(Excerpts from a dataset)
- - -

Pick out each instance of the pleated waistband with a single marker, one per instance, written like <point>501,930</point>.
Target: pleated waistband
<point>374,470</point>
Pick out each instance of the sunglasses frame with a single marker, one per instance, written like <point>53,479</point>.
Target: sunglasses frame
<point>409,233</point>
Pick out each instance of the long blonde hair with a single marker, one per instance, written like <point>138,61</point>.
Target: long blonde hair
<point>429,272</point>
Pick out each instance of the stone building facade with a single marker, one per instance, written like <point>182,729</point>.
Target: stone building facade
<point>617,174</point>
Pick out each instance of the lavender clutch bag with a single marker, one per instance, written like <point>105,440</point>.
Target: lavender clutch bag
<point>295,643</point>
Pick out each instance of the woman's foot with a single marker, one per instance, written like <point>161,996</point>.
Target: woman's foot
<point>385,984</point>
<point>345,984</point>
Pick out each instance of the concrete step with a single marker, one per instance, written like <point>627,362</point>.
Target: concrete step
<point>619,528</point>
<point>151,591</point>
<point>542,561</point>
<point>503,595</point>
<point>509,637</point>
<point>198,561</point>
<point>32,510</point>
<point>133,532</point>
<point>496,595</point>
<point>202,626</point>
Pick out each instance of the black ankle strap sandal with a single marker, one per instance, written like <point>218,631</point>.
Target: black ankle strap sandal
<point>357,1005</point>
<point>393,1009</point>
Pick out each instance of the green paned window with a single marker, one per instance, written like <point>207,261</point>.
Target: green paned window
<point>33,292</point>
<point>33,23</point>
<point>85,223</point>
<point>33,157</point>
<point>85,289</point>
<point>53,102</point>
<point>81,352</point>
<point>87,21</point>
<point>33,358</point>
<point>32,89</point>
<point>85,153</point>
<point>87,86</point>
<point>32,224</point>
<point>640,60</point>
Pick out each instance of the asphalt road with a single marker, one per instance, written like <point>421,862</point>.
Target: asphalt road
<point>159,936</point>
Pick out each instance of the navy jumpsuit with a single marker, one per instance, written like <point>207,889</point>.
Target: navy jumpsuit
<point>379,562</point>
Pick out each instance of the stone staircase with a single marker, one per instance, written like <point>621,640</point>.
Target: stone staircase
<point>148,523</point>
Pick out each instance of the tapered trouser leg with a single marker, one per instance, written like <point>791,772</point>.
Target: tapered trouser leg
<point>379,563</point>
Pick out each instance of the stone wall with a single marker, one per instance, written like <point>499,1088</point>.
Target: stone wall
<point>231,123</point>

- - -

> _WHAT THIS TASK INVOLVES_
Using the entries above, repeat only the lines from the one containing "Target: concrete step" through the one containing "Pick out each instance of the green", end lines included.

> _RESULT OF THE EXERCISE_
Target: concrete step
<point>619,528</point>
<point>151,591</point>
<point>542,561</point>
<point>503,595</point>
<point>509,637</point>
<point>198,561</point>
<point>32,510</point>
<point>133,532</point>
<point>496,595</point>
<point>202,626</point>
Pick out each instance of the black ankle strap sandal with a single marker, one per instance, written like <point>218,631</point>.
Target: black ankle strap sandal
<point>357,1005</point>
<point>393,1009</point>
Pick out each instance of the green paned window with a single marker, one per instance, written like <point>207,261</point>.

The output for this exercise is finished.